Questions on the material:
1. According to the text classification problem set, which version of Python should be used for the assignment?
2. Restate more briefly the paragraph of the text classification problem set that begins "In order to develop this assignment," and keep its main facts.
3. From the text classification problem set, copy word for word the passage that begins with "python 2.7 (and" and ends with "--user for everything.".

Selected excerpt:
$30
Problem Set 1: Text Classification
In this problem set, you will build a system for automatically classifying reddit comments by subreddit. You will:
Do some basic text processing, tokenizing your input and converting it into a bag-of-words representation
Build a machine learning classifier based on the generative model, using Naive Bayes
Evaluate your classifiers and examine what they have learned
Build a machine learning classifier based on the discriminative model, using Perceptron
Build more stable discriminative classifier, using the averaged perceptron
Build the logistic regression classifier (See instructions within the section)
Implement techniques to improve your classifier
0. Setup
In order to develop this assignment, you will need the following libraries. Many of these are part of anaconda, so a good starting point would be to install that.
python 2.7 (and not Python 3, although if somebody wants to try that and tell us what goes wrong, that would be appreciated...)
jupyter notebook
scipy
numpy (This will come if you install scipy like above, but if not install separately)
nltk (tested on NLTK 3.0.4)
matplotlib
nosetests
pandas Dataframes
Here is some help on installing packages in python: https://packaging.python.org/installing/
I generally use pip --user for everything.
About this assignment
This is a Jupyter notebook. You can execute cell blocks by pressing control-enter.

(Natural-language object grounding data)
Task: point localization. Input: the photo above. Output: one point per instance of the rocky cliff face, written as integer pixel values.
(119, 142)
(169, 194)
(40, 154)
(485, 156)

Replies:
1. Python 2.7, not Python 3.

2. The assignment requires several libraries, many of which come with anaconda, so installing anaconda is a good first step.

3.
python 2.7 (and not Python 3, although if somebody wants to try that and tell us what goes wrong, that would be appreciated...)
jupyter notebook
scipy
numpy (This will come if you install scipy like above, but if not install separately)
nltk (tested on NLTK 3.0.4)
matplotlib
nosetests
pandas Dataframes
Here is some help on installing packages in python: https://packaging.python.org/installing/
I generally use pip --user for everything.